** Begin Source extract **
The Staten Island Ferry.
The Staten Island Ferry provides 20 million people a year (60,000 passengers a
day not including weekend days) with ferry service between St. George on Staten
Island and Whitehall Street in lower Manhattan. The ferry is the only
non-vehicular mode of transportation between Staten Island and Manhattan. NYC
DOT operates and maintains the nine vessel fleet as well as the St. George Ferry
Terminal on Staten Island, Whitehall Ferry Terminal in Manhattan, the City
Island and Hart Island Facilities, The Battery Maritime Building and all
floating dock building equipment. The Staten Island Ferry is run by the City of
New York for one pragmatic reason: To transport Staten Islanders to and from
Manhattan. Yet, the 5 mile, 25 minute ride also provides a majestic view of New
York Harbor and a no-hassle, even romantic, boat ride, for free! One guide book
calls it "One of the world's greatest (and shortest) water voyages." From the
deck of the ferry you will have a perfect view of The Statue of Liberty and
Ellis Island. You'll see the skyscrapers and bridges of Lower Manhattan receding
as you pull away and coming into focus again as you return. A typical weekday
schedule involves the use of five boats to transport approximately 60,000
passengers daily (109 daily trips). During the day, between rush hours, boats
are regularly fueled and maintenance work is performed. Terminals are cleaned
around the clock and routine terminal maintenance is performed on the day shift.
On weekends, three boats are used (75 trips each Saturday and 68 trips each
Sunday). Over 35,000 trips are made annually.
Staten Island Ferry Lost and Found
The Ferry's Lost and Found Office is open Monday through Friday from 8:30am–4:30 pm.
** End Source extract **
** Begin Provided data **
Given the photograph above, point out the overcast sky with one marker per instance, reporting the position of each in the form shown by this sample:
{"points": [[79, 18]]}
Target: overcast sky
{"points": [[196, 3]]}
** End Provided data **
Given instruction => Reproduce the Staten Island Ferry text above word for word, from its title through the Lost and Found office hours.

Task result =>
The Staten Island Ferry.
The Staten Island Ferry provides 20 million people a year (60,000 passengers a
day not including weekend days) with ferry service between St. George on Staten
Island and Whitehall Street in lower Manhattan. The ferry is the only
non-vehicular mode of transportation between Staten Island and Manhattan. NYC
DOT operates and maintains the nine vessel fleet as well as the St. George Ferry
Terminal on Staten Island, Whitehall Ferry Terminal in Manhattan, the City
Island and Hart Island Facilities, The Battery Maritime Building and all
floating dock building equipment. The Staten Island Ferry is run by the City of
New York for one pragmatic reason: To transport Staten Islanders to and from
Manhattan. Yet, the 5 mile, 25 minute ride also provides a majestic view of New
York Harbor and a no-hassle, even romantic, boat ride, for free! One guide book
calls it "One of the world's greatest (and shortest) water voyages." From the
deck of the ferry you will have a perfect view of The Statue of Liberty and
Ellis Island. You'll see the skyscrapers and bridges of Lower Manhattan receding
as you pull away and coming into focus again as you return. A typical weekday
schedule involves the use of five boats to transport approximately 60,000
passengers daily (109 daily trips). During the day, between rush hours, boats
are regularly fueled and maintenance work is performed. Terminals are cleaned
around the clock and routine terminal maintenance is performed on the day shift.
On weekends, three boats are used (75 trips each Saturday and 68 trips each
Sunday). Over 35,000 trips are made annually.
Staten Island Ferry Lost and Found
The Ferry's Lost and Found Office is open Monday through Friday from 8:30am–4:30 pm.